[Data excerpts]
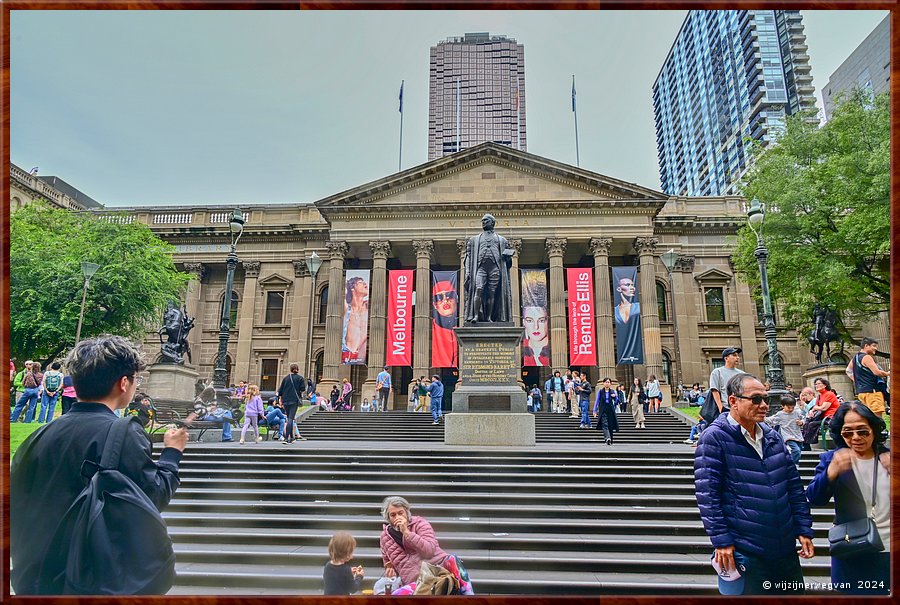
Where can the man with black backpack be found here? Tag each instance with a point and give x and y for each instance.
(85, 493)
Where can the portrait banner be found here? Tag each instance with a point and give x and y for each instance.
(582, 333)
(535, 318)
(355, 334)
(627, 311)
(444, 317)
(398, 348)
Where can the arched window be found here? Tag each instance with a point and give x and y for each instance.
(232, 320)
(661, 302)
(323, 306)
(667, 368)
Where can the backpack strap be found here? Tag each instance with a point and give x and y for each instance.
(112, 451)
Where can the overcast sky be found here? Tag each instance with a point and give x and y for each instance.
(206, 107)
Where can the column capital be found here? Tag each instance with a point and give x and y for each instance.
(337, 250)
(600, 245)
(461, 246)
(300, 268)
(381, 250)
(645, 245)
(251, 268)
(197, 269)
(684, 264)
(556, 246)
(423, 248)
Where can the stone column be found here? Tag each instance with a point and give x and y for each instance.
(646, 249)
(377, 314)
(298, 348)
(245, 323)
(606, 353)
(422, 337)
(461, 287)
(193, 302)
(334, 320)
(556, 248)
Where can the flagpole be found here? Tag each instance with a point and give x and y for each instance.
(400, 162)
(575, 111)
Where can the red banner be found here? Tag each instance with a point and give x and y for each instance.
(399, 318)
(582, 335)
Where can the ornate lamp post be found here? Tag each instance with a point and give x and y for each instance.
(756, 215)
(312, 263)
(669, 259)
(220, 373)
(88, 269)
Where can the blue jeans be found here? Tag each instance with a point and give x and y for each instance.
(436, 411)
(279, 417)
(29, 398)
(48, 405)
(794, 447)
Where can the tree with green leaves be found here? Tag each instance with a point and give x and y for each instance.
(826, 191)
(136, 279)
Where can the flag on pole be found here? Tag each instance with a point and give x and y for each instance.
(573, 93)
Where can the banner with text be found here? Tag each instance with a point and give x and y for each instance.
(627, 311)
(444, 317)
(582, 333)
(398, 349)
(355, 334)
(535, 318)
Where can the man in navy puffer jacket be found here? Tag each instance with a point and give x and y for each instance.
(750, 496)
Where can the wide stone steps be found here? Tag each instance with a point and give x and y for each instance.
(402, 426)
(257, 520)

### Your instructions:
Where an entry holds an image, drop the image and copy the remaining text exactly.

### Solution to this task:
Where can the man with black backpack be found here? Tag each instance with a point and give x and y for each instance.
(85, 493)
Where can the portrait banner be found here? Tag each instance with a point and give x and y for each instance.
(582, 333)
(535, 318)
(355, 334)
(627, 311)
(444, 317)
(398, 348)
Where can the arched window be found here? Tag each instance with a point and give x and y for each instance.
(232, 320)
(661, 302)
(323, 306)
(667, 368)
Where can the backpack strap be found here? Tag each instance with a point and give x and y for each instance.
(112, 451)
Where can the overcast sky be found here? Tag each instance with a point and give x and y for each instance.
(206, 107)
Where can the column capital be found here? Tag each instance with a point and give x and y for each instance.
(337, 250)
(600, 245)
(461, 246)
(300, 268)
(381, 250)
(645, 245)
(251, 268)
(197, 269)
(684, 264)
(556, 246)
(423, 248)
Where can the stone column be found here? Tag each instance with a point and give x and y for each instance.
(646, 249)
(377, 314)
(298, 348)
(245, 323)
(606, 353)
(422, 337)
(461, 287)
(193, 302)
(334, 320)
(556, 248)
Where can the flagpole be found here? Tag each instance with a point and give x and y for each instance.
(400, 162)
(575, 111)
Where can the red banner be found here? Tag each instance with a point and give x and y for each instance.
(399, 318)
(582, 335)
Where can the ornate lamp post be found here? Tag each instance with a point and give x and y for each instance.
(756, 215)
(312, 263)
(669, 259)
(220, 373)
(88, 269)
Where can the blue jeans be found here? Tag each instance with a point and give x and y for each instance.
(436, 411)
(279, 417)
(29, 398)
(48, 405)
(794, 447)
Where can the tree with green leaves be found here? Tag each instance with a point and give x and y for each instance.
(826, 191)
(136, 279)
Where can the flag on pole be found here? Tag each instance with a point and give x and y for each instance.
(573, 93)
Where can the banner with text be found here? Tag each instance with a point and give x and y for each instance.
(627, 311)
(444, 317)
(582, 333)
(398, 349)
(355, 334)
(535, 318)
Where can the man in navy puffer jacket be found here? Tag each instance with a point and give x and y for each instance.
(750, 496)
Where can the wide stone steps be found here? Tag each instance with a point and give x and y for each instance.
(402, 426)
(257, 520)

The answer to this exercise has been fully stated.